Items listed in a dataset
* START *
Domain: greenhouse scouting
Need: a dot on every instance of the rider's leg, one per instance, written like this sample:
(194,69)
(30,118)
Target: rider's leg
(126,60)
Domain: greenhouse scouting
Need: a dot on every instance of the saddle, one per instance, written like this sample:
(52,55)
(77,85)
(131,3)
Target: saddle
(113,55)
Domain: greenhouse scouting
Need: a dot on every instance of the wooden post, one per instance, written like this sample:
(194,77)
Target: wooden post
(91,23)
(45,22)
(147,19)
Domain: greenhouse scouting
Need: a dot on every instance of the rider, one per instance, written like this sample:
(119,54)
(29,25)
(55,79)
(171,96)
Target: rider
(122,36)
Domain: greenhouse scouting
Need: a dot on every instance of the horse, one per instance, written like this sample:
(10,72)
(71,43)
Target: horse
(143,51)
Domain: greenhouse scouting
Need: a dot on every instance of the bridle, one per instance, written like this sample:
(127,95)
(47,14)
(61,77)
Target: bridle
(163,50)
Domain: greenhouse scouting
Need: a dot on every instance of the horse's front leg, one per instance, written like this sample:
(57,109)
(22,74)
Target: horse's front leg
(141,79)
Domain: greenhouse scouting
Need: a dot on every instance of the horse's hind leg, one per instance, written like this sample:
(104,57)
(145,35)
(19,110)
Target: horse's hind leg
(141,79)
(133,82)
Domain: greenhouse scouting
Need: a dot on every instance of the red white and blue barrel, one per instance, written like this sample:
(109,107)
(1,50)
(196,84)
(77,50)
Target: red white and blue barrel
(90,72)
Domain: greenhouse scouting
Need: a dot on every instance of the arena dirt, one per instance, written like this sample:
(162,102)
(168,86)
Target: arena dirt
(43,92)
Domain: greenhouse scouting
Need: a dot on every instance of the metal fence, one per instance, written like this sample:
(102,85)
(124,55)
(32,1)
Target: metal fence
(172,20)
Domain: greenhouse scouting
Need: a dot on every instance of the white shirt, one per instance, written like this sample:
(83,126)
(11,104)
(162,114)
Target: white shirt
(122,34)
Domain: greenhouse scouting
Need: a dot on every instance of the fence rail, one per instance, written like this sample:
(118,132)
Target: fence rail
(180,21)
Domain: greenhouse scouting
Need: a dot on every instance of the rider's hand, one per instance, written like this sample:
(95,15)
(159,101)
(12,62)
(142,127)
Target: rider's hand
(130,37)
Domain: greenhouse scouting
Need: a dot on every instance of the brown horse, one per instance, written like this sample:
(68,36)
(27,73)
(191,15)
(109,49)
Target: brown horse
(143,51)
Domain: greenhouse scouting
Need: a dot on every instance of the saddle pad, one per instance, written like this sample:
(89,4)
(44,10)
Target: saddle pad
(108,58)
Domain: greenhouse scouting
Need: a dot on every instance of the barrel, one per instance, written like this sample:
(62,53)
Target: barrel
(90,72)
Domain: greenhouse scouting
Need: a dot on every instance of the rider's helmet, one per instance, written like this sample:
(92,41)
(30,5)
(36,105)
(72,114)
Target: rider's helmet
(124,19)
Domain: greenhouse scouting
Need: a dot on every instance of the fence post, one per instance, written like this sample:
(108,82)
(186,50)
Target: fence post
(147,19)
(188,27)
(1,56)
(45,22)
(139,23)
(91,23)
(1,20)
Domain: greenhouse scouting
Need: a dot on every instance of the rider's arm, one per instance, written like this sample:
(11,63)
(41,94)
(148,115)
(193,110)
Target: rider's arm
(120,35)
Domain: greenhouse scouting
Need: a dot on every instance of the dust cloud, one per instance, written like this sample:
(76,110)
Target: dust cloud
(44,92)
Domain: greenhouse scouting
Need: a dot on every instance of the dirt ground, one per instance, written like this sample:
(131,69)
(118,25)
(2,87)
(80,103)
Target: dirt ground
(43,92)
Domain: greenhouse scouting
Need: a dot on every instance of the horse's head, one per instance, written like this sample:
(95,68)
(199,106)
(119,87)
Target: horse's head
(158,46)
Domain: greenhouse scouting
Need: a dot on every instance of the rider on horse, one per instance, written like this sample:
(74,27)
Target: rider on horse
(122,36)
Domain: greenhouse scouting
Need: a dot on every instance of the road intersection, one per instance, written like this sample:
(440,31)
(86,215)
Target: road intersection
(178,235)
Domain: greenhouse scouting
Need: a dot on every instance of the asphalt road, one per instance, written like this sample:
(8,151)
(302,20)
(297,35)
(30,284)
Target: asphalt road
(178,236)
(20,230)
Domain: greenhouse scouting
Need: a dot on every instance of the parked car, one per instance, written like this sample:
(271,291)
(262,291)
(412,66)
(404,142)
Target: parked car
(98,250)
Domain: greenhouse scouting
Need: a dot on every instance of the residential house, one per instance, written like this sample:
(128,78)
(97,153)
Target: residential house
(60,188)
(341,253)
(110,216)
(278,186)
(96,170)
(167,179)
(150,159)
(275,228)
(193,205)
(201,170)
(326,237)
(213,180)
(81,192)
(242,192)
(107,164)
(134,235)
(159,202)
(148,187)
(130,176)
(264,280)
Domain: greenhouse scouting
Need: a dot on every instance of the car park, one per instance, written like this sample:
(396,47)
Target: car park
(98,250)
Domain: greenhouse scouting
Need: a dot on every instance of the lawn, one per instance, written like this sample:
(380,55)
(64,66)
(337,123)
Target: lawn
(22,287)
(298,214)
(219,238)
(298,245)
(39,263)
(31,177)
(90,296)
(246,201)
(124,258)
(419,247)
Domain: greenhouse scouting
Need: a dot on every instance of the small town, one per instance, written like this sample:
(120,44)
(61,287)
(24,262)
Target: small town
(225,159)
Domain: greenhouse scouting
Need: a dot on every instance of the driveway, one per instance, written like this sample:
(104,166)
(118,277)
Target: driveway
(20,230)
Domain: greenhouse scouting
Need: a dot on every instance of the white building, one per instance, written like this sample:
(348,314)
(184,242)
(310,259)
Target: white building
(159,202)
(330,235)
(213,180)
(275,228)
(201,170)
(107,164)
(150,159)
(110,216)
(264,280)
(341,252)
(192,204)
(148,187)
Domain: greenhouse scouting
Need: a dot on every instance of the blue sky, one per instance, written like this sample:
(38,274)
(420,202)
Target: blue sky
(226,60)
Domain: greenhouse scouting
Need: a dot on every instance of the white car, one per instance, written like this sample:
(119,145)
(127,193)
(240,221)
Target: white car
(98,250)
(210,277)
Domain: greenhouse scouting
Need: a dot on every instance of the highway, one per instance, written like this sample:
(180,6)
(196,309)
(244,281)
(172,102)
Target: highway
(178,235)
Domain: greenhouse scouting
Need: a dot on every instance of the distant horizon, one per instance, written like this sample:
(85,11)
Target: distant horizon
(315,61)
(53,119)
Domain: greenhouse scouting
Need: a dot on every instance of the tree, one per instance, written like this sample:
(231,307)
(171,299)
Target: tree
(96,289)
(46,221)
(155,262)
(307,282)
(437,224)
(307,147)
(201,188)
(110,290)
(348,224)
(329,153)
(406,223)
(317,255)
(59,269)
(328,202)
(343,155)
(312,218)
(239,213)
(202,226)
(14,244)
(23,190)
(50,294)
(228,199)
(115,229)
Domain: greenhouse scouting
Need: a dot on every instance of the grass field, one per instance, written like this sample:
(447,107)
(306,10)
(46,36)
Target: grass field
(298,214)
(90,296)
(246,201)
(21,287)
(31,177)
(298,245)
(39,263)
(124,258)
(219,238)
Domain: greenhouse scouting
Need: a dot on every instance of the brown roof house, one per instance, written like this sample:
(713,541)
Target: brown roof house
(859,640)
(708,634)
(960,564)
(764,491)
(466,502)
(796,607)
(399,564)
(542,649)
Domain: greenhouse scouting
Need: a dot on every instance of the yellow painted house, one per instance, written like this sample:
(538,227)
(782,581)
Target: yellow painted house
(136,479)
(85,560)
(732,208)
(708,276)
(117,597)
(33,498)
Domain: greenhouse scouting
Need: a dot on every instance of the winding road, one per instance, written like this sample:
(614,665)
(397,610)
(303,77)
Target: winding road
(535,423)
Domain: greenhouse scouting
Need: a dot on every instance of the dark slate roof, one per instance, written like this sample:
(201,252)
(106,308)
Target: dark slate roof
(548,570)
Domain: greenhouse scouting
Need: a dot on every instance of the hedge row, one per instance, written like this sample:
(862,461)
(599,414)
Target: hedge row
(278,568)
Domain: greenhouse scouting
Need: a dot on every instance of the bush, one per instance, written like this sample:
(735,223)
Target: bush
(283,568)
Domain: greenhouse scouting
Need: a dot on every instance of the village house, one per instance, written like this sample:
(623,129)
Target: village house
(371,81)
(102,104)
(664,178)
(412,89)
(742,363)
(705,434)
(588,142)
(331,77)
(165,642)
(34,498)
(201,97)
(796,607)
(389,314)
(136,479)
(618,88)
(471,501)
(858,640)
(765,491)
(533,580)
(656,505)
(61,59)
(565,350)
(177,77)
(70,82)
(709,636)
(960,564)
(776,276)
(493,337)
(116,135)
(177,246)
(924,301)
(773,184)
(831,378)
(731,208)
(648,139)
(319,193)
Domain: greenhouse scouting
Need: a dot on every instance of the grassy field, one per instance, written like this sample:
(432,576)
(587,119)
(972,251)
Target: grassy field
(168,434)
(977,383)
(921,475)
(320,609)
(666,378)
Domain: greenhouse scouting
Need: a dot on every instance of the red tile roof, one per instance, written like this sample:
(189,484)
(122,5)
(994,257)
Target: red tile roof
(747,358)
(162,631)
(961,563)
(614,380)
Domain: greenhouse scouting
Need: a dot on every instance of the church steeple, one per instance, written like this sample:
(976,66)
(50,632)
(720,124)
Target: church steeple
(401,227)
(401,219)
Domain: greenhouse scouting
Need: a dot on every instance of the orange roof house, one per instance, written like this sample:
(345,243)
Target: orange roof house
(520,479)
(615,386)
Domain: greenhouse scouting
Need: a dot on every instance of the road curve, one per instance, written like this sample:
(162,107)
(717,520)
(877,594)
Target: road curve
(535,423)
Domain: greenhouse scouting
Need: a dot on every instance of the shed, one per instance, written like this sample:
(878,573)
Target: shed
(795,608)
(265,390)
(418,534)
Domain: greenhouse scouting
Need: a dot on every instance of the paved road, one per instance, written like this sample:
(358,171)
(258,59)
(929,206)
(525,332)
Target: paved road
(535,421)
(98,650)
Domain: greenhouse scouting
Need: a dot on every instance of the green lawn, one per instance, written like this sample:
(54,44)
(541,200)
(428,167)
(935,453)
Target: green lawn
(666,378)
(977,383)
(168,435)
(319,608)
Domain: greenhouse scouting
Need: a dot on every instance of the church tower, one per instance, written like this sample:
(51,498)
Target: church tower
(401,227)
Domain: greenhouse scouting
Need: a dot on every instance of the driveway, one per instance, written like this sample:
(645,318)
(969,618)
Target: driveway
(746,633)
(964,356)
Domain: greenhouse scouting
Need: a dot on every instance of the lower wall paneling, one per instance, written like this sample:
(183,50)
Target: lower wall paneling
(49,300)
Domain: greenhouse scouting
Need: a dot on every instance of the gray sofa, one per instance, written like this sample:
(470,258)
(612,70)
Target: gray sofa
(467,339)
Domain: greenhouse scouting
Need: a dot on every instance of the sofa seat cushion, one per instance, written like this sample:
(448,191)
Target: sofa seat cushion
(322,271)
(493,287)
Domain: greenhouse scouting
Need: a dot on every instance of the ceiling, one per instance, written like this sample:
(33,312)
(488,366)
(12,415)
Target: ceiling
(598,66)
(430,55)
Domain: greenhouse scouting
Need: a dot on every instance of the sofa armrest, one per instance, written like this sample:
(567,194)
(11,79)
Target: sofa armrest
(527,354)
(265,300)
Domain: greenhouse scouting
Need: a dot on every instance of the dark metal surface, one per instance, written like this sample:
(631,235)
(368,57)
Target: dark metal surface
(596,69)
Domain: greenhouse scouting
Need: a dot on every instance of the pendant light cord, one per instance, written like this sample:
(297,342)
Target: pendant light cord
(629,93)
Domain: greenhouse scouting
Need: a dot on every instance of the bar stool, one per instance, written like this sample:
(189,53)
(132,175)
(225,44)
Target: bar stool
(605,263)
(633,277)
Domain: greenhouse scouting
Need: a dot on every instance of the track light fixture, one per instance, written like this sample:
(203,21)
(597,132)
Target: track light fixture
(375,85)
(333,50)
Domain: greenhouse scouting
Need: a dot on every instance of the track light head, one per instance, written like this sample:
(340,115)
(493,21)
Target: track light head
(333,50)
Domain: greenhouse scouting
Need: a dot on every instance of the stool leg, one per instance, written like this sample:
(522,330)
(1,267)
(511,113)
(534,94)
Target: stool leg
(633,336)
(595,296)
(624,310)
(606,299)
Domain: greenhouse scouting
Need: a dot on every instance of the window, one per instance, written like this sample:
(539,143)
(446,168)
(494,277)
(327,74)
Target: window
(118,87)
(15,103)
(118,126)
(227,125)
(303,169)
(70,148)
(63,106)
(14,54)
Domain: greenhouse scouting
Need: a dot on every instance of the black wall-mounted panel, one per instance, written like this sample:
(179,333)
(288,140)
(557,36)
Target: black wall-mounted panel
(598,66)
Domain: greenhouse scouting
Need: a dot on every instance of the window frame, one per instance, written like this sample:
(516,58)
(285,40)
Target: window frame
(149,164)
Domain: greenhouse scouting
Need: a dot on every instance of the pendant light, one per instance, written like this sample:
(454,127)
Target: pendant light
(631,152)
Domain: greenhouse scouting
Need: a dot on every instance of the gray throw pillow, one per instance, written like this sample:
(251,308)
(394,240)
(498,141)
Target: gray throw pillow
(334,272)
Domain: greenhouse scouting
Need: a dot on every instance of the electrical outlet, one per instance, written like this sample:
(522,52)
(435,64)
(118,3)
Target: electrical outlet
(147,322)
* END *
▶ _SET EXERCISE_
Identify every line of the entries above that contains the word "field", treating case as significant.

▶ _COMPLETED EXERCISE_
Need: a dot on every instance of the grass field, one per instance, written like this sample:
Target: grass field
Need: a dot on every instance of the grassy field, one per instance, written like this sample:
Target: grassy field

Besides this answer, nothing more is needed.